Start Data shown
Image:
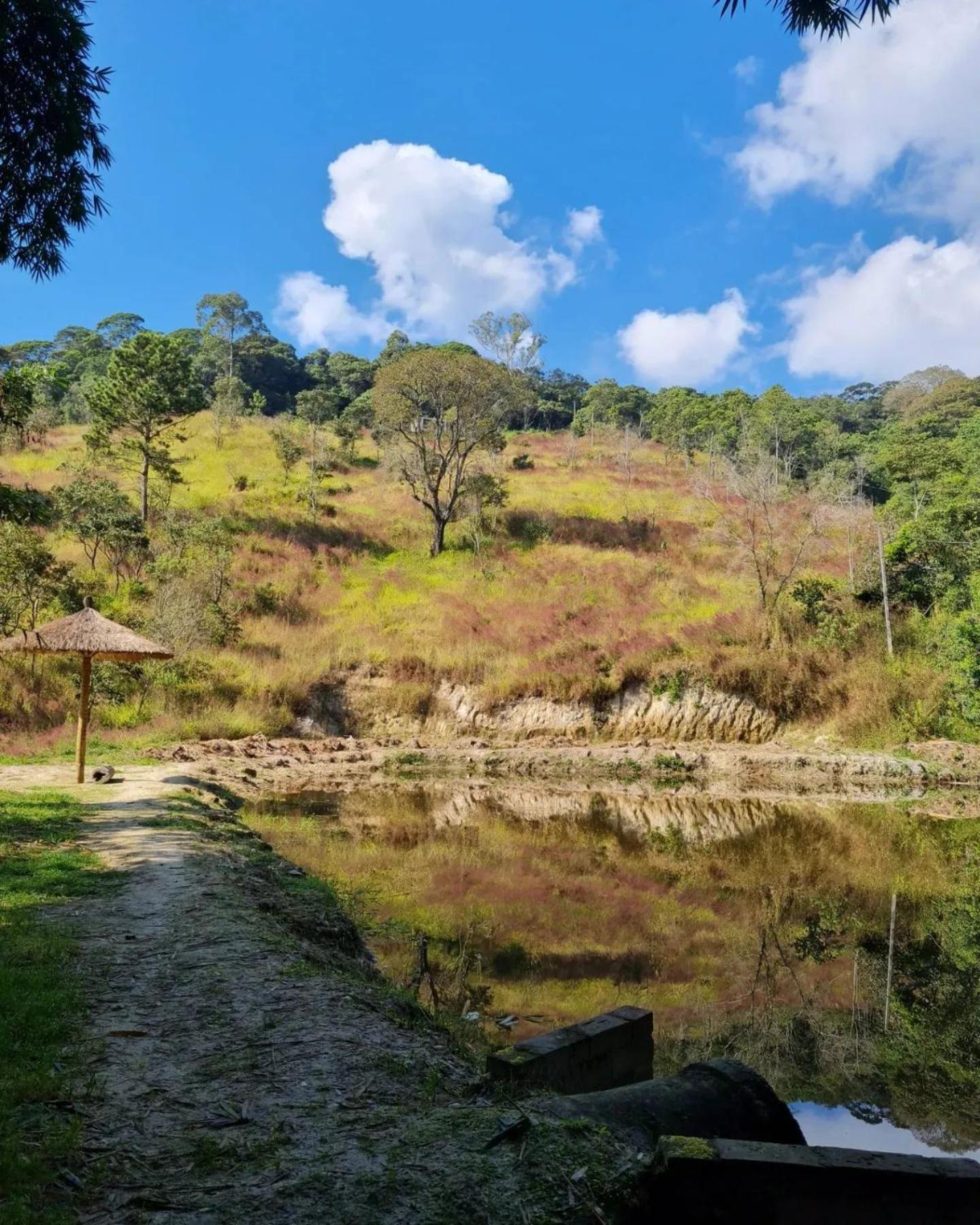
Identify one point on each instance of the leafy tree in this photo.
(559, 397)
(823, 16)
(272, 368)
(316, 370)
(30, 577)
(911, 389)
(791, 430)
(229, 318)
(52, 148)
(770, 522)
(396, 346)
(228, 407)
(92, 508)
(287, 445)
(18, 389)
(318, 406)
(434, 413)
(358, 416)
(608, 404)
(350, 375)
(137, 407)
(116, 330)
End Data shown
Start Data shown
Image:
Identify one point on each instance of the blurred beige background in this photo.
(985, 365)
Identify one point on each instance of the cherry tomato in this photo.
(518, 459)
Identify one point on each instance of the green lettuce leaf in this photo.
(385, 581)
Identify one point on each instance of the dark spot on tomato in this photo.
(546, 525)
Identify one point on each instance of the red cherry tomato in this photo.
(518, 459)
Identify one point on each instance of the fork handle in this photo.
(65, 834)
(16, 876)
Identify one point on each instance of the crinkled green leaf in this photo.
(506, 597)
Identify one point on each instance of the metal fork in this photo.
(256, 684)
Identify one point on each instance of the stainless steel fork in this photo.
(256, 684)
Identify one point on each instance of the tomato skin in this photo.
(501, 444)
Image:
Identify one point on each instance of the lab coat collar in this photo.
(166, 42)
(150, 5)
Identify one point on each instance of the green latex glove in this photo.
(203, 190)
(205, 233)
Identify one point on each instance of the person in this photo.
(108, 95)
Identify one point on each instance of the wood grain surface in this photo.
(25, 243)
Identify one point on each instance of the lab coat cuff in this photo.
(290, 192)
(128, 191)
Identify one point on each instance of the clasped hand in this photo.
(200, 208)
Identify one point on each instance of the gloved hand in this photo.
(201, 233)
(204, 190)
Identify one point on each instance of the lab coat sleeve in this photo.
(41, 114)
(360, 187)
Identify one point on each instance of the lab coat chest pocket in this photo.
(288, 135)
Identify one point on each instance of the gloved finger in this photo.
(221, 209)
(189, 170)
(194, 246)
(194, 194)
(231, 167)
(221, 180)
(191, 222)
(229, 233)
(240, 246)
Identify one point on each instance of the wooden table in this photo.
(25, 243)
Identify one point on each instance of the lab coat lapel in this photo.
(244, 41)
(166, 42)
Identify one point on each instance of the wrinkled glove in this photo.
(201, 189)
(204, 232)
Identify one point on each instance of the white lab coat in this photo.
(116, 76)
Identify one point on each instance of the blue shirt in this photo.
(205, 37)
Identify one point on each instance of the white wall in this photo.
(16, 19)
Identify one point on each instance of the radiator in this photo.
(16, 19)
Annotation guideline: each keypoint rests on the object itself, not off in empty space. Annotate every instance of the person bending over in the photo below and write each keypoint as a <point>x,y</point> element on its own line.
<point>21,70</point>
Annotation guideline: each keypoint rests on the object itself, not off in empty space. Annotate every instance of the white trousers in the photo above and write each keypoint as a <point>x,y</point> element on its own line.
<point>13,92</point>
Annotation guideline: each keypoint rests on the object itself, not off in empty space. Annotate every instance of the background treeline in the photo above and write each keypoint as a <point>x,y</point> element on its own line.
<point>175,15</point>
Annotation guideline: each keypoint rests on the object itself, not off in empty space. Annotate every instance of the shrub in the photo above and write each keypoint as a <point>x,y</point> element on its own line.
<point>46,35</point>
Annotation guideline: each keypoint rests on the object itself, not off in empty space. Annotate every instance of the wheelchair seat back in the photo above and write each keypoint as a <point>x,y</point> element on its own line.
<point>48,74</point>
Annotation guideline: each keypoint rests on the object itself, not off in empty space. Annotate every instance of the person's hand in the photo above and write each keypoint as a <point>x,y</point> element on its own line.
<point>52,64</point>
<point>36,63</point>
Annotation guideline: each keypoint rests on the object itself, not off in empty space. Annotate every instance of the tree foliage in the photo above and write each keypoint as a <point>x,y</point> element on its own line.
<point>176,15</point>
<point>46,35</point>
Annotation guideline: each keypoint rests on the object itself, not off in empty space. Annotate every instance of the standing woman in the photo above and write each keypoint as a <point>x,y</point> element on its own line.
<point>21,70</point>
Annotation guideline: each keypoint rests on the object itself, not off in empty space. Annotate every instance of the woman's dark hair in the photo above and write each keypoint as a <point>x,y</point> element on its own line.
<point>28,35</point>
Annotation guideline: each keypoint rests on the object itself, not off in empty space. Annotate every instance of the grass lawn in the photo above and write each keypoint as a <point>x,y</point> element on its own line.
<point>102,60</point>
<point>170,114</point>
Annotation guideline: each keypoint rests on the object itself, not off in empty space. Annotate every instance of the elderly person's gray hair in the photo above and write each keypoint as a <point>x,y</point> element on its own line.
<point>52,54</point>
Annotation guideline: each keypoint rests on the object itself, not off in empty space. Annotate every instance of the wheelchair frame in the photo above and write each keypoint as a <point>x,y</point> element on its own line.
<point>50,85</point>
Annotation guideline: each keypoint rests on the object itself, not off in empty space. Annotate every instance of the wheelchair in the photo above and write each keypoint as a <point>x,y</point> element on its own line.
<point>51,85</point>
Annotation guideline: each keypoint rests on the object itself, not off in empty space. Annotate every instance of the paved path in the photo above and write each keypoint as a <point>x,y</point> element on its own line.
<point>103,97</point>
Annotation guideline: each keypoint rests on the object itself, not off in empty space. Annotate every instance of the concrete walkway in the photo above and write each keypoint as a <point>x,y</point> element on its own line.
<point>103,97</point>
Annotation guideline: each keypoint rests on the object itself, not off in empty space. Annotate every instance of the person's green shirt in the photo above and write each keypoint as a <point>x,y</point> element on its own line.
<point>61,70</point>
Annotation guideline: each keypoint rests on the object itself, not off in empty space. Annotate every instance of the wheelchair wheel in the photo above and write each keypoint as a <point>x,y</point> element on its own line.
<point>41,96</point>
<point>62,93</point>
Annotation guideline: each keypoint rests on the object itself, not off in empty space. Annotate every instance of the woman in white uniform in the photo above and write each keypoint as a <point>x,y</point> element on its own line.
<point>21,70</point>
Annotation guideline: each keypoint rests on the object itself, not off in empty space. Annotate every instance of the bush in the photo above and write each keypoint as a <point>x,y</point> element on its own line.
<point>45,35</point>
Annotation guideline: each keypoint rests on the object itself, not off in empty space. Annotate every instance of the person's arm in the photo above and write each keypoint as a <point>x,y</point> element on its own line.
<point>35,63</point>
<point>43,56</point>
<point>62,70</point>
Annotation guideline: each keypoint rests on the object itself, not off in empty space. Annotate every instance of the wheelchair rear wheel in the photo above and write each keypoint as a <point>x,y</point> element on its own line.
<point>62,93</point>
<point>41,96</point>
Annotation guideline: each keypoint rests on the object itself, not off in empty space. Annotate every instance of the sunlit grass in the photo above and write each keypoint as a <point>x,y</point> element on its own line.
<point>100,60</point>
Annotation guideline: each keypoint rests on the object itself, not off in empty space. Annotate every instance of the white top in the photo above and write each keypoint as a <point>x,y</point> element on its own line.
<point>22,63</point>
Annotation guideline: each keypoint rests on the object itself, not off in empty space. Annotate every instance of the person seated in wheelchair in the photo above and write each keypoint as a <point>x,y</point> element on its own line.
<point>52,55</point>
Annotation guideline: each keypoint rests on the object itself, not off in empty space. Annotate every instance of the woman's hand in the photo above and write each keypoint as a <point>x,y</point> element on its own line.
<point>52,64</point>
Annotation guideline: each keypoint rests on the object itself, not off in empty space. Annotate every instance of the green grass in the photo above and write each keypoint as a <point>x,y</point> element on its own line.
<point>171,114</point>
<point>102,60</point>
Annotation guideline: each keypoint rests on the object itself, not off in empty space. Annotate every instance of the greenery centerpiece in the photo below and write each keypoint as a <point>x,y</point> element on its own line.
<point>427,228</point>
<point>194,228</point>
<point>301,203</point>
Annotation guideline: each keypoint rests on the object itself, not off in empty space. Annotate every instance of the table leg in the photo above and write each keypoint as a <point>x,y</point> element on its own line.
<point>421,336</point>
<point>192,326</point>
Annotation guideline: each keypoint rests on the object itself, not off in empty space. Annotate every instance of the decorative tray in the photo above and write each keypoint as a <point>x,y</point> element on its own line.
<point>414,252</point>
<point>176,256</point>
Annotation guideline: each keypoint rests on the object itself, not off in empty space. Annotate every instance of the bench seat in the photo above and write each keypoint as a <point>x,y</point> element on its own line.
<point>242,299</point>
End Data shown
● Prompt
Find every line in the entries above that contains the string "tomato", matching case exactly, and copy each of those lines.

● Result of this exercise
Identify one point on each instance of the cherry tomato in this photo.
Identify one point on each instance of the dark spot on tomato in this photo.
Identify one point on each instance of the red cherry tomato in this photo.
Identify one point on each instance of the tomato skin in this photo.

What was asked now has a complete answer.